▶ _Task_
Look through the entries for the string "bride" and copy every line where it shows up.

▶ _Records to use_
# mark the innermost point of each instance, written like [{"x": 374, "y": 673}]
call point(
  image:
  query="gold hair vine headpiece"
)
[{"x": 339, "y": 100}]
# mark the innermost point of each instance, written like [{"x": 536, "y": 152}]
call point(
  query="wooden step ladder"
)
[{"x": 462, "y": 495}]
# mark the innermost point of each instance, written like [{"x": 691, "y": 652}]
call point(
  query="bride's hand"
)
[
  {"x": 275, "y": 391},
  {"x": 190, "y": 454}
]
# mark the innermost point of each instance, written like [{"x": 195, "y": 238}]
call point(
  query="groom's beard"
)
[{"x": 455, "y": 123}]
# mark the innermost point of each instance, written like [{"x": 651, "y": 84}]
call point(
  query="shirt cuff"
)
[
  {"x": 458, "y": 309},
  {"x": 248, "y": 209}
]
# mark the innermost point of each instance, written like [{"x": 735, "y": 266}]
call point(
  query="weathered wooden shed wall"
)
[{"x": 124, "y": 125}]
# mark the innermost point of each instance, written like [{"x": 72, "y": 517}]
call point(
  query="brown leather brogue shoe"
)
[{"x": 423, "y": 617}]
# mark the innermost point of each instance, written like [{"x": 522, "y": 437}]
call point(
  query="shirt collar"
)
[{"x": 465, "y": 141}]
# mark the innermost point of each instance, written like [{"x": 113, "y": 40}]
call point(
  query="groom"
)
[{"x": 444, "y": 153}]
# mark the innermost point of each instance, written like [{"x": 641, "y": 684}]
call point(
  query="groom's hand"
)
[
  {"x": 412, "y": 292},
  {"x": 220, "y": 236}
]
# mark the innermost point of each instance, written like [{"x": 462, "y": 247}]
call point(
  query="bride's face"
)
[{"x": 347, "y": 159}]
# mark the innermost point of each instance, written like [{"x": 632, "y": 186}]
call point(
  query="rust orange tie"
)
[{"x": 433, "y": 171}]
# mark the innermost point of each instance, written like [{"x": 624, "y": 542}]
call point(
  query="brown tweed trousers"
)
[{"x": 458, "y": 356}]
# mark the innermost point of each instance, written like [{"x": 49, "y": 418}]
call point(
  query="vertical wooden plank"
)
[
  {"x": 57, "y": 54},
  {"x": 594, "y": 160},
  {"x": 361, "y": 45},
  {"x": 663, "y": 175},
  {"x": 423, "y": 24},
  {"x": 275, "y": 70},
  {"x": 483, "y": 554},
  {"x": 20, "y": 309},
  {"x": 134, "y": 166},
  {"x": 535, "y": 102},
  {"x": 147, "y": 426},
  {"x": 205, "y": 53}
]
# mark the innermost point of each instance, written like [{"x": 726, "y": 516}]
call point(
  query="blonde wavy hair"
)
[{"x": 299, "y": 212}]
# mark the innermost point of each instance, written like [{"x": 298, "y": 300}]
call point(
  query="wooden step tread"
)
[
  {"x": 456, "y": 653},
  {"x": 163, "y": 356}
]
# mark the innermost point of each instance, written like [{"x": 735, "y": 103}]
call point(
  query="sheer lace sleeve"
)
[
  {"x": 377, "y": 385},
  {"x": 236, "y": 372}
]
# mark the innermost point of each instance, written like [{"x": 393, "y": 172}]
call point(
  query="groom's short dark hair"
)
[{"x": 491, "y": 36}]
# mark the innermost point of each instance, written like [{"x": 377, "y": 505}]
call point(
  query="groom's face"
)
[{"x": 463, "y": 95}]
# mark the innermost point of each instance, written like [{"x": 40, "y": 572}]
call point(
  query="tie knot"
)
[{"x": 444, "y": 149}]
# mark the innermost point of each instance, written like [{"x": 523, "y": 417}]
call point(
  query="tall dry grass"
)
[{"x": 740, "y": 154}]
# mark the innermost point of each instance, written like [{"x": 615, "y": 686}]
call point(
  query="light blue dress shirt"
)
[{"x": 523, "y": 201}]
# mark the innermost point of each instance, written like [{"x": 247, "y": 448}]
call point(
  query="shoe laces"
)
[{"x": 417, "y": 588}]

▶ _Result for this task_
  query="bride's hand"
  query="bride's face"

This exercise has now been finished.